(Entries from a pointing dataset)
━━━━

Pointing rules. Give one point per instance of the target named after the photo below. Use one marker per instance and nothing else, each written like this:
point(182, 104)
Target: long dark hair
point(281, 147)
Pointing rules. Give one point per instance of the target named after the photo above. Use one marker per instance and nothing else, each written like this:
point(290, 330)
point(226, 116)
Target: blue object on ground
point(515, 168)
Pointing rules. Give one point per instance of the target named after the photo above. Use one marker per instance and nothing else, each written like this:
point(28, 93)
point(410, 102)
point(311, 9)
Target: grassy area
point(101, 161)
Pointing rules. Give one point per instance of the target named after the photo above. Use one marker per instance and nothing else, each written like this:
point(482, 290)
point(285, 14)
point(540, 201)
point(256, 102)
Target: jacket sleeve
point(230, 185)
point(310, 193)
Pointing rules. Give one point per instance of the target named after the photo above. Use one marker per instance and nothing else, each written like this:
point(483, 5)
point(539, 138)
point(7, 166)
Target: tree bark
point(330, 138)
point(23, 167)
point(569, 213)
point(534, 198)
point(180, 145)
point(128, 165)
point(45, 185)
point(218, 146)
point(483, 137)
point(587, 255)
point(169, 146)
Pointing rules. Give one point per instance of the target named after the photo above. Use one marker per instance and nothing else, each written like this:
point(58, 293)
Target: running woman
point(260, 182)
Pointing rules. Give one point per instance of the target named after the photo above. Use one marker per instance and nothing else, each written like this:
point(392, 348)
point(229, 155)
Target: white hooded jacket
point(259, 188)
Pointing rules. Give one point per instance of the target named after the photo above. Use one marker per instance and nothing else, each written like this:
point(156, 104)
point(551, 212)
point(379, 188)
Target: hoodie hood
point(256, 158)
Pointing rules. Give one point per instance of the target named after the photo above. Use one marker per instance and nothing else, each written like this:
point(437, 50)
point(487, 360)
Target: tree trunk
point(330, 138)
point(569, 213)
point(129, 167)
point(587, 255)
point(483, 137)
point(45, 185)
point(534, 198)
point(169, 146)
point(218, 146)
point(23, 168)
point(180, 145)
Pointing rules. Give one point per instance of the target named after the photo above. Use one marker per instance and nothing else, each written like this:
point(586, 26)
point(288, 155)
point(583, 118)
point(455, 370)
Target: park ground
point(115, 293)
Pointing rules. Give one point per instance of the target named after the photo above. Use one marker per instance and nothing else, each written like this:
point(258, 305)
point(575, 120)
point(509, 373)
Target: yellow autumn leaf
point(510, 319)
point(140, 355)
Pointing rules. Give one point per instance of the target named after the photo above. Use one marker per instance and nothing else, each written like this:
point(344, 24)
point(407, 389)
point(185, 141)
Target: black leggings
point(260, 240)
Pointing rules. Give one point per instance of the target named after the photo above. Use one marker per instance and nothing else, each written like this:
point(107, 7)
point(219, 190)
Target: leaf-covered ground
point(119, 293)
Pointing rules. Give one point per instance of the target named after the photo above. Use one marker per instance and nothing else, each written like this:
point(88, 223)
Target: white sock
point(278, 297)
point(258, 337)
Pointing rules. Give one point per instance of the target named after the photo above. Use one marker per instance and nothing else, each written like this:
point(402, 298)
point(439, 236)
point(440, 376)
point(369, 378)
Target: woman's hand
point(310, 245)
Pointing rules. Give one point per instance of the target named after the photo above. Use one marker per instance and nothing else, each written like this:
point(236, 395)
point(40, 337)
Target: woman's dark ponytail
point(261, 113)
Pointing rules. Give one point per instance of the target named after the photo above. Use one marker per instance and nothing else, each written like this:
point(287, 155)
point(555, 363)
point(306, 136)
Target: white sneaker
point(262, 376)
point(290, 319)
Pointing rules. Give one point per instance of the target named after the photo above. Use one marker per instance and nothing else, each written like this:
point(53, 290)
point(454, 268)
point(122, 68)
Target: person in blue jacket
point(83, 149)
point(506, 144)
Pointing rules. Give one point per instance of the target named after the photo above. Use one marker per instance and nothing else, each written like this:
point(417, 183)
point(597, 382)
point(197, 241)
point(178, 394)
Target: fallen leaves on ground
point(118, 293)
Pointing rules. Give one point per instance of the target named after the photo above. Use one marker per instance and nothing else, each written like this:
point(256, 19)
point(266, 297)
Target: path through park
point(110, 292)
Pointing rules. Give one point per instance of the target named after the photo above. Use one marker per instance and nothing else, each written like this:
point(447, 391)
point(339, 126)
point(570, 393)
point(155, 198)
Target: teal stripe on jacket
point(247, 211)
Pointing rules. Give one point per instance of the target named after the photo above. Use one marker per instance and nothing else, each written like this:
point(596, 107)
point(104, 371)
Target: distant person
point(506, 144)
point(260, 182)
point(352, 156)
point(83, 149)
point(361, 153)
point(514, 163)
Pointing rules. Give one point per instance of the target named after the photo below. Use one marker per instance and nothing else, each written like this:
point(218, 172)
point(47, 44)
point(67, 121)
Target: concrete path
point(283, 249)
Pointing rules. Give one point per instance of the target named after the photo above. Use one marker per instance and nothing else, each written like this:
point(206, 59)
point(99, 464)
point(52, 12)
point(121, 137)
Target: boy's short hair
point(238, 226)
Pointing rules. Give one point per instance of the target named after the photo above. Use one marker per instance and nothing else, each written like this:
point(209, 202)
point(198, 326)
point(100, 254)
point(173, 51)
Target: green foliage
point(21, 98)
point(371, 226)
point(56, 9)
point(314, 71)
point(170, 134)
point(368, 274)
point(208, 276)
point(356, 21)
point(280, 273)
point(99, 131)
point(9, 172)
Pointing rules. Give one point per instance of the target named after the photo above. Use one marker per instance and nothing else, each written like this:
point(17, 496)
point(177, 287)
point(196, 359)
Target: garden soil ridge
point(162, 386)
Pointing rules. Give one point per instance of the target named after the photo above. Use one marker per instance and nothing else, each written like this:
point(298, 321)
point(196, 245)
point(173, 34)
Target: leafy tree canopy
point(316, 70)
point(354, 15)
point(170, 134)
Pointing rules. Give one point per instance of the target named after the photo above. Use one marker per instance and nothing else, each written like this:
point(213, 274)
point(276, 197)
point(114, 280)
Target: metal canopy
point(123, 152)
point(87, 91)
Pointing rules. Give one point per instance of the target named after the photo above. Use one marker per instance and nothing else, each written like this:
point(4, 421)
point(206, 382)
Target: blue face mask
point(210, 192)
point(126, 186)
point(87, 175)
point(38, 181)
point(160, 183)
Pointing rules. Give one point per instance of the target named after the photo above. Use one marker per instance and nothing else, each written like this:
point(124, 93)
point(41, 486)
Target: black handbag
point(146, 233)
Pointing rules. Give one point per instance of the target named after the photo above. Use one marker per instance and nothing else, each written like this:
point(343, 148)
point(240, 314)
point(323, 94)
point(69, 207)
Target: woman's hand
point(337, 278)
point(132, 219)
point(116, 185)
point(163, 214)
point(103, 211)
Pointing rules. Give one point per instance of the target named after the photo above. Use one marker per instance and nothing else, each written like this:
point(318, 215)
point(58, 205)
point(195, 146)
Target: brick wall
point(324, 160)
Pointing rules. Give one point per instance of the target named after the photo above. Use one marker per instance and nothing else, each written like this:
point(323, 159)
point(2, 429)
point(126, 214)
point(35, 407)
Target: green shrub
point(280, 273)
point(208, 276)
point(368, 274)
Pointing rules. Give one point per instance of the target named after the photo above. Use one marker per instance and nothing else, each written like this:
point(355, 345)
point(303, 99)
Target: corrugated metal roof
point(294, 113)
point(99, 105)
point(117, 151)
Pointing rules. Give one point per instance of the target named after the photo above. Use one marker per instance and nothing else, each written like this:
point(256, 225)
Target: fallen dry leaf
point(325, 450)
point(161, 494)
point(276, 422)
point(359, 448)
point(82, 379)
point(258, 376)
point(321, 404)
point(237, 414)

━━━━

## AIM OF THE TASK:
Write out the records shown above, exactly as they appear.

## RESPONSE TO THIS TASK:
Pointing rules. Give one point per instance of the target named after the photo below. Use one marker per instance and nothing else, each written like this:
point(182, 104)
Target: long dark hair
point(281, 147)
Pointing rules. Give one point per instance of the target named after the photo above. Use one marker per instance and nothing else, each written like this:
point(290, 330)
point(226, 116)
Target: blue object on ground
point(515, 168)
Pointing rules. Give one point per instance of the target named after the photo above. Use one marker per instance and nothing else, each written like this:
point(28, 93)
point(410, 102)
point(311, 9)
Target: grassy area
point(101, 161)
Pointing rules. Give one point per instance of the target named after the photo above. Use one marker per instance and nothing else, each written like this:
point(482, 290)
point(285, 14)
point(540, 201)
point(256, 102)
Target: jacket sleeve
point(230, 185)
point(310, 193)
Pointing rules. Give one point per instance of the target named after the photo above. Use one marker per instance and nothing else, each written like this:
point(483, 5)
point(539, 138)
point(7, 166)
Target: tree bark
point(330, 138)
point(23, 167)
point(569, 213)
point(534, 198)
point(180, 145)
point(128, 165)
point(45, 185)
point(218, 146)
point(483, 137)
point(587, 255)
point(169, 146)
Pointing rules. Give one point per instance of the target named after the photo above. Use one marker per instance and nothing else, each written like this:
point(58, 293)
Target: running woman
point(260, 182)
Pointing rules. Give one point per instance of the target named after the photo above. Use one marker per instance and nothing else, each written like this:
point(392, 348)
point(229, 155)
Target: white hooded jacket
point(259, 188)
Pointing rules. Give one point per instance of the target named after the photo above. Use one marker per instance and nothing else, each written like this:
point(156, 104)
point(551, 212)
point(379, 188)
Target: hoodie hood
point(256, 158)
Pointing rules. Give one point per instance of the target named after the photo above. Use one marker per instance and nothing else, each written like this:
point(437, 50)
point(487, 360)
Target: tree trunk
point(330, 138)
point(569, 213)
point(129, 167)
point(587, 255)
point(483, 137)
point(45, 185)
point(534, 198)
point(169, 146)
point(218, 146)
point(23, 168)
point(180, 145)
Pointing rules. Give one point per instance of the target named after the photo above. Use one marker per instance and nothing else, each written like this:
point(586, 26)
point(288, 155)
point(583, 118)
point(455, 370)
Target: park ground
point(115, 293)
Pointing rules. Give one point per instance of the target named after the photo above. Use one marker per instance and nothing else, each written like this:
point(258, 305)
point(575, 120)
point(509, 373)
Target: yellow autumn leaf
point(510, 319)
point(140, 355)
Pointing rules. Give one point per instance of the target named after the photo above. Use one marker per instance and nothing else, each written like this:
point(344, 24)
point(407, 389)
point(185, 141)
Target: black leggings
point(260, 240)
Pointing rules. Give one point per instance of the target named after the photo above. Use one marker per instance and nothing else, each written like this:
point(107, 7)
point(219, 190)
Target: leaf-covered ground
point(119, 293)
Pointing rules. Give one point per instance of the target named after the photo above. Use one marker per instance and nothing else, each written like this:
point(88, 223)
Target: white sock
point(278, 297)
point(258, 337)
Pointing rules. Give one point per instance of the target named after the photo above. Use one marker per instance and nothing else, each written like this:
point(402, 298)
point(439, 236)
point(440, 376)
point(369, 378)
Target: woman's hand
point(310, 245)
Pointing rules. Give one point per instance of the target named after the photo above. Use one marker per instance and nothing else, each written like this:
point(236, 395)
point(40, 337)
Target: woman's dark ponytail
point(261, 113)
Pointing rules. Give one point per instance of the target named after the photo above. Use one marker per instance and nothing else, each written like this:
point(287, 155)
point(555, 363)
point(306, 136)
Target: white sneaker
point(262, 376)
point(290, 319)
Pointing rules. Give one point per instance of the target named after the photo above. Use one marker per instance and nothing else, each written like this:
point(53, 290)
point(454, 268)
point(122, 68)
Target: person in blue jacket
point(83, 149)
point(506, 144)
Pointing rules. Give one point per instance of the target named after the photo above. Use one marker per instance and nothing else, each written like this:
point(417, 183)
point(597, 382)
point(197, 241)
point(178, 394)
Target: fallen leaves on ground
point(118, 293)
Pointing rules. Give one point per instance of the target named after the photo above. Use one marker per instance and nothing else, each written like this:
point(256, 19)
point(266, 297)
Target: path through park
point(110, 292)
Pointing rules. Give one point per instance of the target named after the photo above. Use one marker per instance and nothing else, each written like this:
point(447, 391)
point(339, 126)
point(570, 393)
point(155, 198)
Target: teal stripe on jacket
point(247, 211)
Pointing rules. Give one point per instance of the target named after the photo above. Use one marker per instance and nothing else, each written like this:
point(596, 107)
point(104, 371)
Target: distant person
point(506, 144)
point(260, 182)
point(352, 156)
point(83, 149)
point(361, 153)
point(514, 163)
Pointing rules. Give one point per instance of the target named after the photo below. Use one marker per instance and nothing else, each written like this:
point(218, 172)
point(47, 44)
point(67, 121)
Target: concrete path
point(283, 249)
Pointing rules. Give one point per instance of the target named after the photo above. Use one marker per instance and nothing else, each written like this:
point(206, 59)
point(99, 464)
point(52, 12)
point(121, 137)
Target: boy's short hair
point(238, 226)
Pointing rules. Give one point per instance of the target named after the photo above. Use one marker per instance and nothing else, each written like this:
point(209, 202)
point(198, 326)
point(100, 254)
point(173, 51)
Target: green foliage
point(21, 98)
point(371, 226)
point(56, 9)
point(314, 71)
point(170, 134)
point(368, 274)
point(208, 276)
point(356, 21)
point(280, 273)
point(99, 131)
point(9, 172)
Pointing rules. Give one point per instance of the target named after the photo above. Use one marker per instance and nothing else, each written like this:
point(17, 496)
point(177, 287)
point(196, 359)
Target: garden soil ridge
point(162, 386)
Pointing rules. Give one point per instance of the target named after the photo above. Use one marker per instance and nothing else, each written like this:
point(298, 321)
point(196, 245)
point(173, 34)
Target: leafy tree canopy
point(316, 70)
point(354, 15)
point(170, 134)
Pointing rules. Give one point per instance of the target named after the photo above. Use one marker per instance and nothing else, each written like this:
point(213, 274)
point(276, 197)
point(114, 280)
Target: metal canopy
point(123, 152)
point(87, 91)
Pointing rules. Give one point per instance of the target named after the photo above. Use one marker per instance and nothing else, each written like this:
point(4, 421)
point(206, 382)
Target: blue face mask
point(210, 192)
point(126, 186)
point(87, 175)
point(38, 181)
point(160, 183)
Pointing rules. Give one point per instance of the target named after the photo above. Use one marker per instance and nothing else, each written like this:
point(124, 93)
point(41, 486)
Target: black handbag
point(146, 233)
Pointing rules. Give one point per instance of the target named after the photo above. Use one marker per instance and nothing else, each written like this:
point(343, 148)
point(240, 314)
point(323, 94)
point(69, 207)
Target: woman's hand
point(337, 278)
point(132, 219)
point(116, 185)
point(163, 214)
point(103, 211)
Pointing rules. Give one point per instance of the target named after the photo above. Use one marker per instance and nothing else, each written like this:
point(318, 215)
point(58, 205)
point(195, 146)
Target: brick wall
point(324, 160)
Pointing rules. Give one point per instance of the target named after the photo above. Use one marker per instance and nothing else, each written like this:
point(323, 159)
point(2, 429)
point(126, 214)
point(35, 407)
Target: green shrub
point(280, 273)
point(208, 276)
point(368, 274)
Pointing rules. Give one point per instance of the target named after the photo above. Use one marker per instance and nothing else, each written like this:
point(355, 345)
point(303, 99)
Target: corrugated metal roof
point(294, 113)
point(99, 105)
point(117, 151)
Pointing rules. Give one point per instance of the target named after the photo above. Use one marker per instance and nothing else, each written like this:
point(256, 225)
Target: fallen dry leaf
point(325, 450)
point(161, 494)
point(276, 422)
point(359, 448)
point(82, 379)
point(258, 376)
point(321, 404)
point(237, 414)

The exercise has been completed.